O que se pede
**a)** No excerto sobre o ethos, que nome se dá ao modo próprio habitual de compreender o mundo que cada grupo cria aos poucos?
**b)** Repete sem alterações o trecho do excerto sobre o ethos que vai de "E como é óbvio, havendo" até "inóspito e pobre.".

Excerto
>>>
E em cada época apresenta-se um novo e diferente desafio, e, é próprio do ser humano dar a resposta adequada conforme o lugar, tempo, costumes, etc. Cada grupo, aos poucos, cria um modo próprio habitual de compreender o mundo; a isto é que se chama ethos.
Portanto o ethos de um povo, o modo como vê o mundo e se relaciona com ele, a origem dos seus valores, as normas que estruturam a sociedade, os indivíduos que a compõem, os costumes, a moral, o mundo simbólico e mítico que sustentam a sua vida, é diferente, consoante o contexto espácio-temporal.
De facto, o ethos emerge num mundo cultural, de um grupo, num período da história. As pessoas, no dia-a-dia diante das coisas adquirem hábitos, atitudes, modo de agir, e dão significados às coisas e actos. Isto constitui uma maneira de ser e de habitar o mundo. É a maneira como cada homem e cada cultura vivem o ser.
E como é óbvio, havendo história do ser, forçosamente há história do ethos; Diferindo a sociedade ribacudana actual, da do tempo de Joaquim Correia, lógico é que o ethos que ele definiu como sendo o do povo de Riba-Côa, não é o mesmo hoje.
Especificamente a Riba-Côa do tempo presente de Joaquim Correia, caracterizava-se por uma sociedade rural, essencialmente agrícola, de fronteira, isolada, católica, tradicional e analfabeta, assente num território razoavelmente povoado, com a pirâmide etária equilibrada, climaticamente inóspito e pobre.
<<<
Material fornecido
>>>
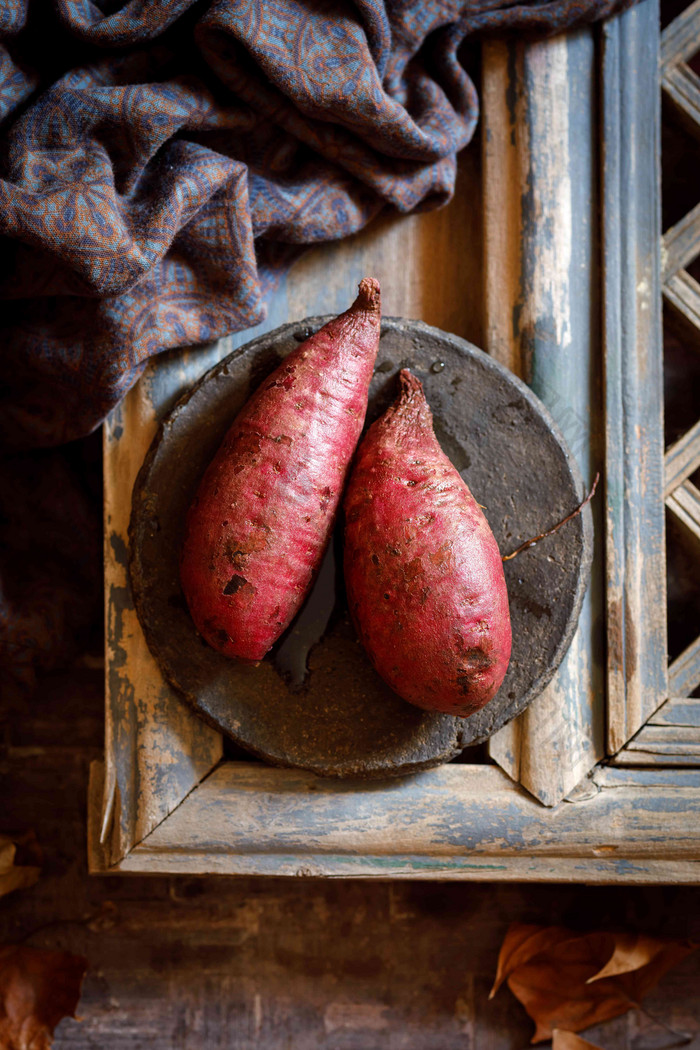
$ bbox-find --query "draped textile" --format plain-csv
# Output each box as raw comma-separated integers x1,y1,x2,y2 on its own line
0,0,627,680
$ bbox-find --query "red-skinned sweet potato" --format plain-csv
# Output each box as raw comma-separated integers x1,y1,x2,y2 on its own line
181,278,380,662
344,370,511,717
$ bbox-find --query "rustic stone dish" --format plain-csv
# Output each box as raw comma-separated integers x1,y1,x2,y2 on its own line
129,317,593,778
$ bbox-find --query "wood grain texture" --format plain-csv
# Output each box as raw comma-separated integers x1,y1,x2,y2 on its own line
664,419,700,497
482,30,604,805
602,0,667,754
659,0,700,64
661,204,700,281
652,697,700,727
663,270,700,341
99,382,221,862
10,667,700,1050
89,760,700,883
666,481,700,541
669,638,700,696
662,62,700,137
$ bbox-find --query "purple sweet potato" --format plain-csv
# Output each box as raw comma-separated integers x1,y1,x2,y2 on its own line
181,277,380,660
344,370,511,717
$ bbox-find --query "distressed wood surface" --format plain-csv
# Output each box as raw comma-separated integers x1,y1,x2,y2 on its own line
482,30,604,805
661,204,700,281
91,760,700,883
664,419,700,496
602,0,669,754
669,638,700,696
100,375,221,862
652,696,700,727
663,270,700,339
10,667,700,1050
666,481,700,541
663,62,700,135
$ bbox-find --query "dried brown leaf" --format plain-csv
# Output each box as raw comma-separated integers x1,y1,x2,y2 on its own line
552,1028,600,1050
489,922,571,999
589,933,693,982
0,945,87,1050
0,832,40,897
496,925,694,1043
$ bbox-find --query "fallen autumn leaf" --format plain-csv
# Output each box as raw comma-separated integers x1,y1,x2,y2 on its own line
0,945,87,1050
492,923,695,1043
552,1028,600,1050
0,832,40,897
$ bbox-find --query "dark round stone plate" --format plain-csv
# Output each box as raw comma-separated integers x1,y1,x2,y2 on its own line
129,317,593,777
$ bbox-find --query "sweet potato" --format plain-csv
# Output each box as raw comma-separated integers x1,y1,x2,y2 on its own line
181,277,380,662
344,370,511,717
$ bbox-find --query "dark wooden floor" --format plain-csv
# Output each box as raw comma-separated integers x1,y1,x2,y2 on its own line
0,659,700,1050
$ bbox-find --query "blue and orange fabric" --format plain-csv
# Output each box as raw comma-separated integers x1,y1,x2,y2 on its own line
0,0,628,680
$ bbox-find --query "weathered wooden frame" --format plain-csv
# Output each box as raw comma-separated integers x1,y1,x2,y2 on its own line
89,0,700,883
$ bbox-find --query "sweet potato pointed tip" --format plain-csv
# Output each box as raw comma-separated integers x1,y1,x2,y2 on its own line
399,369,425,399
357,277,381,311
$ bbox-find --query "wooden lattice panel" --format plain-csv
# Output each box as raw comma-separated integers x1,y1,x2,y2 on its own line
661,0,700,696
616,0,700,767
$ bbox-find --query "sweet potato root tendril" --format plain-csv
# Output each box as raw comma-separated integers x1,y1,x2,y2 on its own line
502,471,600,562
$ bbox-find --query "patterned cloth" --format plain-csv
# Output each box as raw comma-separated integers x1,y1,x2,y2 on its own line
<<<
Respostas escritas
**a)** Chama-se ethos.

**b)**
E como é óbvio, havendo história do ser, forçosamente há história do ethos; Diferindo a sociedade ribacudana actual, da do tempo de Joaquim Correia, lógico é que o ethos que ele definiu como sendo o do povo de Riba-Côa, não é o mesmo hoje.
Especificamente a Riba-Côa do tempo presente de Joaquim Correia, caracterizava-se por uma sociedade rural, essencialmente agrícola, de fronteira, isolada, católica, tradicional e analfabeta, assente num território razoavelmente povoado, com a pirâmide etária equilibrada, climaticamente inóspito e pobre.